» Data listing
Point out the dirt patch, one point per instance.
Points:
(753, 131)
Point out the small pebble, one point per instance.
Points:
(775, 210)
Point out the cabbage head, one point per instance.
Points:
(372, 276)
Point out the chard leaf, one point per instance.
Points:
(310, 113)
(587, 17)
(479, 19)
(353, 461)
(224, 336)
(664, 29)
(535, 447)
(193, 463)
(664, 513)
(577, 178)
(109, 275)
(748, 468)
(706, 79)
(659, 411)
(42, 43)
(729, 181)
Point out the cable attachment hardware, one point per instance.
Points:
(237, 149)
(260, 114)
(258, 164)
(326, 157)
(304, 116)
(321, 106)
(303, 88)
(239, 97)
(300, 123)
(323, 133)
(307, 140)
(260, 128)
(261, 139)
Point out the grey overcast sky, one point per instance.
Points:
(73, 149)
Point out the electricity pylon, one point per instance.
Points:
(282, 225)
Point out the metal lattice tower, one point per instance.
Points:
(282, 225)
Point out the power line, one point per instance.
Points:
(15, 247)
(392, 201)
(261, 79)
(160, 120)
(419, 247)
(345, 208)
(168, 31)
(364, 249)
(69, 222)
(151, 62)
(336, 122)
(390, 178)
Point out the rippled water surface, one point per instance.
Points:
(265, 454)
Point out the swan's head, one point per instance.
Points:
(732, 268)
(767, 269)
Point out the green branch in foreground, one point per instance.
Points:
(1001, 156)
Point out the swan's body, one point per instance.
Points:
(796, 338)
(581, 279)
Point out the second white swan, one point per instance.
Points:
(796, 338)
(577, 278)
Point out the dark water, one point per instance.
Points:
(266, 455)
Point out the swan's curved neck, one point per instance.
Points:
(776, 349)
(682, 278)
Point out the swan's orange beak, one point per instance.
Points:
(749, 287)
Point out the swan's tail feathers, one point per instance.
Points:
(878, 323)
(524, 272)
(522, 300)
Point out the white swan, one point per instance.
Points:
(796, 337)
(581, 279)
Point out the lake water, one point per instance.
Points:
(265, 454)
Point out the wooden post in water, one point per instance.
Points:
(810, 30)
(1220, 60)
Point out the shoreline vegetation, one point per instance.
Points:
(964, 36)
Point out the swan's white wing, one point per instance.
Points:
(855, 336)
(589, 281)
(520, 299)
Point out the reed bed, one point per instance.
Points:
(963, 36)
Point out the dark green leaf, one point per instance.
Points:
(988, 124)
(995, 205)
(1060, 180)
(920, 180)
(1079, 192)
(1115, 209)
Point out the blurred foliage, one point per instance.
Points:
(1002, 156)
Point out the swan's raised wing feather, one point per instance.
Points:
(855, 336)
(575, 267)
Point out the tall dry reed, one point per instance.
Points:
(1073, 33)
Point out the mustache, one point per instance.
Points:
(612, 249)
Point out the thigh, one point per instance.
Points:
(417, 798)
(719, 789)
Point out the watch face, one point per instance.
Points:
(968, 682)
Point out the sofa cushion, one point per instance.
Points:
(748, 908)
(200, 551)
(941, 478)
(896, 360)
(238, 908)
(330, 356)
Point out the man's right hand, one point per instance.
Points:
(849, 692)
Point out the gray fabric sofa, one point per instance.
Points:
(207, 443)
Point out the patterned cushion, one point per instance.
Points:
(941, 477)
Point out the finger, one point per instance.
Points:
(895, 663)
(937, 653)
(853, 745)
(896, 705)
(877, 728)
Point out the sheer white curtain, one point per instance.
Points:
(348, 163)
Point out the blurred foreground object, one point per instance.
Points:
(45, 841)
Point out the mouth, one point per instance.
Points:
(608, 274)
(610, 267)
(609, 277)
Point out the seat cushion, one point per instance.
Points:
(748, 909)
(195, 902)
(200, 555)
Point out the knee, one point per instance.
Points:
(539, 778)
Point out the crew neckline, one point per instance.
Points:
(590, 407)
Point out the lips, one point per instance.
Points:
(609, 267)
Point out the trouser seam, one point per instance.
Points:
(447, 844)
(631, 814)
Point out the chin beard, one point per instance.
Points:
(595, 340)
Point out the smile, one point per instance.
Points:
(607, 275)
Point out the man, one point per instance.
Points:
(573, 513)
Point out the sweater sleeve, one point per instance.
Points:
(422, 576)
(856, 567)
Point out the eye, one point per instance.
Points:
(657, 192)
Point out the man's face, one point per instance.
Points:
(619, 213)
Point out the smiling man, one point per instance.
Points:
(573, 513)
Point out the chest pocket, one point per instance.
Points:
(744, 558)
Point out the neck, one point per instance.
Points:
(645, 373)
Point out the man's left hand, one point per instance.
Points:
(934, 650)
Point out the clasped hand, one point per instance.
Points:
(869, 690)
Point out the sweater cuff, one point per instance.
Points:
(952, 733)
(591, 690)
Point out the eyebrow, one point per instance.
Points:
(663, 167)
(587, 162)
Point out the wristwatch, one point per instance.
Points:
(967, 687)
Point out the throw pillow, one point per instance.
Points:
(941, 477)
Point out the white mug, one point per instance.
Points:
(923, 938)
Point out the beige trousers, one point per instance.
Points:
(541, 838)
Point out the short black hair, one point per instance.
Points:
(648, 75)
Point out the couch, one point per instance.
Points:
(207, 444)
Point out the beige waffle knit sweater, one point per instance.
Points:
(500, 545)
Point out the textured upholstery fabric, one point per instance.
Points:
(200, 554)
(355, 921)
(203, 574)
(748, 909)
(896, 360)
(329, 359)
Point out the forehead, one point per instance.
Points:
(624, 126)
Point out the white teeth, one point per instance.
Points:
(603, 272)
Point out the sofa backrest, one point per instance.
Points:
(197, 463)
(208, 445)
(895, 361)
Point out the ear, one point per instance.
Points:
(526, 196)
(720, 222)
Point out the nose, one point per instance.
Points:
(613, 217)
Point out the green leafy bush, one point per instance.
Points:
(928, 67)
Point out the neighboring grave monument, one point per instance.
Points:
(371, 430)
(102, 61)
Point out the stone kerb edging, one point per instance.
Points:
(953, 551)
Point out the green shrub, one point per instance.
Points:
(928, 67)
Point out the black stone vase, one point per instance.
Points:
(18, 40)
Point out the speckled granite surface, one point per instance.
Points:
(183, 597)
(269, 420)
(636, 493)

» Task
Reproduce word for word the data from the line containing "Point out the speckled" through the end of the data.

» Correct response
Point out the speckled granite surface, one point per instance.
Points:
(183, 597)
(269, 420)
(636, 493)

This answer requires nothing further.